» **Verilen metin**
Telif Hakları Olmayan Kitapların Farklı Edisyonları Hakkında

Arkadaşlar benim merak ettiğim bir konu var. Ne zaman bir kitap alışverişi yapacak olsam hep dikktaimi çekiyor. Kendimce mantıklı bir cevabını da bulamıyorum.

Telif hakları bulunmayan kitapları isteyen itsediği şekilde tercümesini yapıp basabildiğimi biliyoruz. Örneğin Kafka’nın Dönüşüm’ünü ele alalım. Abartmak için söylemiyorum 100 farklı fiyatta, 100 farklı yayıncıdan çıkma, 100’den fazla edisyonu var. Çeşitliliğin önemli olduğunun farkındayım ama işin garip bi tarafı var…

Şimdi piyasada birçok tanınmış ve güvenilir yayınevi var. Örneğin İş Bankası Yayınları, Dönüşüm’ü 3.5 TL. Can Yayınları 4.5 TL gibi bir fiyattan satılıyor. Öte yandan adını bile duymadığımız, sadece çocuk kitapları, kpss kitapları, dini ilahi kitaplar basmış olan bir yayıncının, piyasada hali hazırda 100 tane farklı edisyonu olan Dönüşüm’ün, Google Translate’ten çevirisini yapıp, 101. edisyonunu basıp, yetmezmiş gibi birde bunun için 8-9 TL fiyat istemesindeki mantığı bi türlü kavrayamıyorum. Bir yayıncı neden böyle birşey yapar? Dışardan bakıldığında çok mantıksız.

Yani gerçekten bu tip yayınevleri, piyasada 100 tane olan kitabı rezil bi çeviri ile tekrar basıp, pazarlayıp birde bundan kar elde edebiliyorlar mı? Birileri “İş Bankasının, Can Yayınlarının vs. 3 TL’ye Dönüşüm’ü var ama ben Comolokko Yayınlarının Dönüşüm’ünü 9 TL ye alıyım.” diyor mu cidden?

» **Verilen malzeme**
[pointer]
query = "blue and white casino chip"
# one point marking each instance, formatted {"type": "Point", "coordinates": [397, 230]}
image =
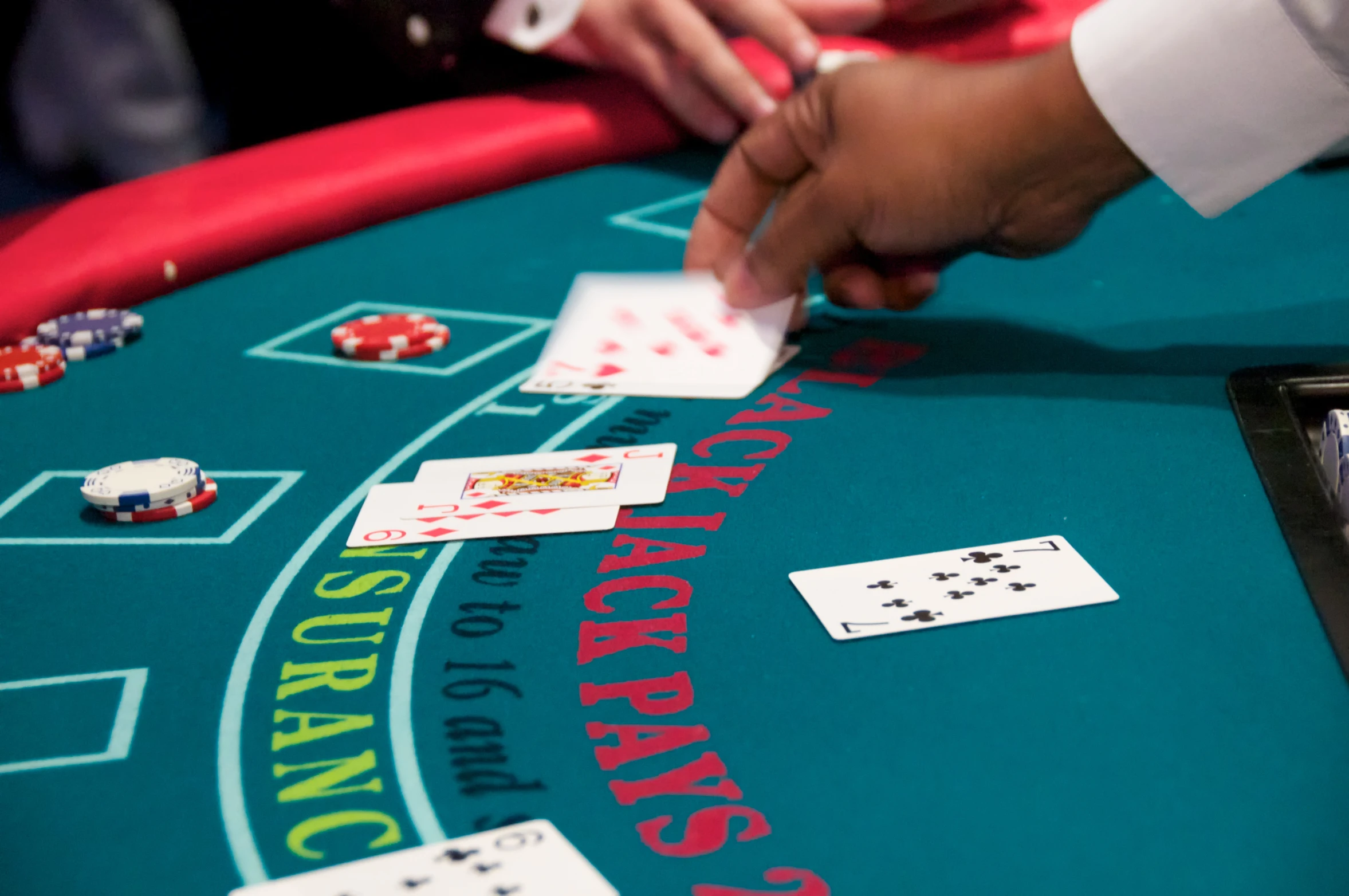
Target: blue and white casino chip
{"type": "Point", "coordinates": [91, 327]}
{"type": "Point", "coordinates": [81, 352]}
{"type": "Point", "coordinates": [143, 485]}
{"type": "Point", "coordinates": [1335, 446]}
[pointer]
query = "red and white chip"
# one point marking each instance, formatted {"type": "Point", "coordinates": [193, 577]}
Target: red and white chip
{"type": "Point", "coordinates": [27, 362]}
{"type": "Point", "coordinates": [386, 332]}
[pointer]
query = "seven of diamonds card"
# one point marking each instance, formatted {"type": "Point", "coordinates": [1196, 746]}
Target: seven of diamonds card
{"type": "Point", "coordinates": [947, 587]}
{"type": "Point", "coordinates": [658, 335]}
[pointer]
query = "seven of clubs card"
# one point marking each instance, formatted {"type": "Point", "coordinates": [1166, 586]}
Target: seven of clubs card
{"type": "Point", "coordinates": [947, 587]}
{"type": "Point", "coordinates": [670, 335]}
{"type": "Point", "coordinates": [530, 859]}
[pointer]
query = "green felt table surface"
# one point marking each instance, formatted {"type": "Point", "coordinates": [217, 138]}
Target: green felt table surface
{"type": "Point", "coordinates": [1190, 738]}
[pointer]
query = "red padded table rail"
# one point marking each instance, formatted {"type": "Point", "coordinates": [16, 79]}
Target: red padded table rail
{"type": "Point", "coordinates": [127, 243]}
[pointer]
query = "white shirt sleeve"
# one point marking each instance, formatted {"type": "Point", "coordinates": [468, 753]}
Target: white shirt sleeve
{"type": "Point", "coordinates": [1218, 97]}
{"type": "Point", "coordinates": [530, 25]}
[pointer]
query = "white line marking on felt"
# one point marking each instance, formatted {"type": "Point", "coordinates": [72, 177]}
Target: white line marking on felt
{"type": "Point", "coordinates": [407, 768]}
{"type": "Point", "coordinates": [234, 810]}
{"type": "Point", "coordinates": [285, 480]}
{"type": "Point", "coordinates": [123, 722]}
{"type": "Point", "coordinates": [632, 221]}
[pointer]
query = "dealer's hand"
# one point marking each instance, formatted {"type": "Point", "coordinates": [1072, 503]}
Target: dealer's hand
{"type": "Point", "coordinates": [884, 172]}
{"type": "Point", "coordinates": [679, 54]}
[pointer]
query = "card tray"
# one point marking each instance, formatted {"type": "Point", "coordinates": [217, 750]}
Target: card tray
{"type": "Point", "coordinates": [1279, 411]}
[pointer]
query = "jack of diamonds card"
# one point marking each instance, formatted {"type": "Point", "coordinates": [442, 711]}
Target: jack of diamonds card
{"type": "Point", "coordinates": [949, 587]}
{"type": "Point", "coordinates": [579, 478]}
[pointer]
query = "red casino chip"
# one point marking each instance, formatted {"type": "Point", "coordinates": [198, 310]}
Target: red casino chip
{"type": "Point", "coordinates": [200, 501]}
{"type": "Point", "coordinates": [386, 332]}
{"type": "Point", "coordinates": [25, 362]}
{"type": "Point", "coordinates": [30, 380]}
{"type": "Point", "coordinates": [432, 344]}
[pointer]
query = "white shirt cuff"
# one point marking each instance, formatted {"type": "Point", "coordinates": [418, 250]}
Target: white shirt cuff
{"type": "Point", "coordinates": [1218, 97]}
{"type": "Point", "coordinates": [530, 25]}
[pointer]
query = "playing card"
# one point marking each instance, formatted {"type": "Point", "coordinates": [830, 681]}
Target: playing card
{"type": "Point", "coordinates": [412, 512]}
{"type": "Point", "coordinates": [579, 478]}
{"type": "Point", "coordinates": [530, 859]}
{"type": "Point", "coordinates": [664, 335]}
{"type": "Point", "coordinates": [947, 587]}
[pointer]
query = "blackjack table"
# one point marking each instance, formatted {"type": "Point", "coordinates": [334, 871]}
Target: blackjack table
{"type": "Point", "coordinates": [237, 695]}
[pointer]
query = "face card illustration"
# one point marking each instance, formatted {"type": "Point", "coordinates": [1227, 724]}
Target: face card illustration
{"type": "Point", "coordinates": [412, 513]}
{"type": "Point", "coordinates": [580, 478]}
{"type": "Point", "coordinates": [949, 587]}
{"type": "Point", "coordinates": [658, 335]}
{"type": "Point", "coordinates": [530, 859]}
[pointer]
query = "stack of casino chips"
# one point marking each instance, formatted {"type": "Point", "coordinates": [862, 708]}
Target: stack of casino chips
{"type": "Point", "coordinates": [149, 490]}
{"type": "Point", "coordinates": [25, 367]}
{"type": "Point", "coordinates": [1335, 451]}
{"type": "Point", "coordinates": [92, 333]}
{"type": "Point", "coordinates": [390, 336]}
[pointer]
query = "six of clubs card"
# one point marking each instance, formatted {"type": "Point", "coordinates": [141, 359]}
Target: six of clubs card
{"type": "Point", "coordinates": [947, 587]}
{"type": "Point", "coordinates": [660, 335]}
{"type": "Point", "coordinates": [530, 859]}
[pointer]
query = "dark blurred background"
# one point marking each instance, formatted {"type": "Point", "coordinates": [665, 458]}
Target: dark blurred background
{"type": "Point", "coordinates": [103, 91]}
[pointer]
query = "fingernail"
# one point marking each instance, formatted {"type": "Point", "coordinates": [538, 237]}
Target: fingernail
{"type": "Point", "coordinates": [721, 130]}
{"type": "Point", "coordinates": [804, 53]}
{"type": "Point", "coordinates": [742, 290]}
{"type": "Point", "coordinates": [923, 282]}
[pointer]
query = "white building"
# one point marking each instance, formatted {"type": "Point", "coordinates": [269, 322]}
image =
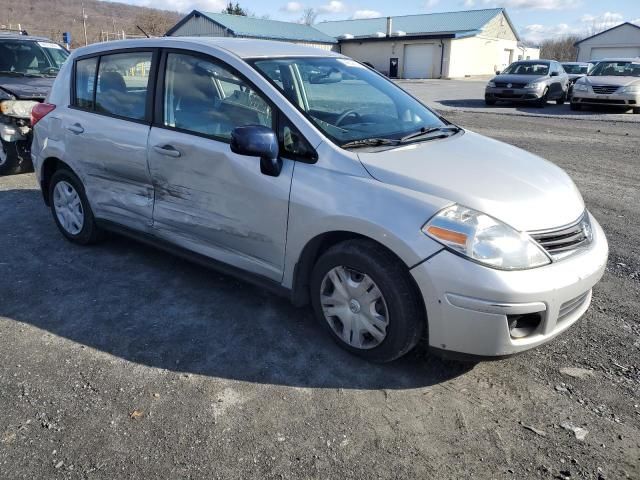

» **Görev**
Telifsiz kitapların edisyonlarını konu alan metinde adıyla geçen bütün yayınevlerini sıralayın.

» **Tam çözüm**
İş Bankası Yayınları, Can Yayınları, Comolokko Yayınları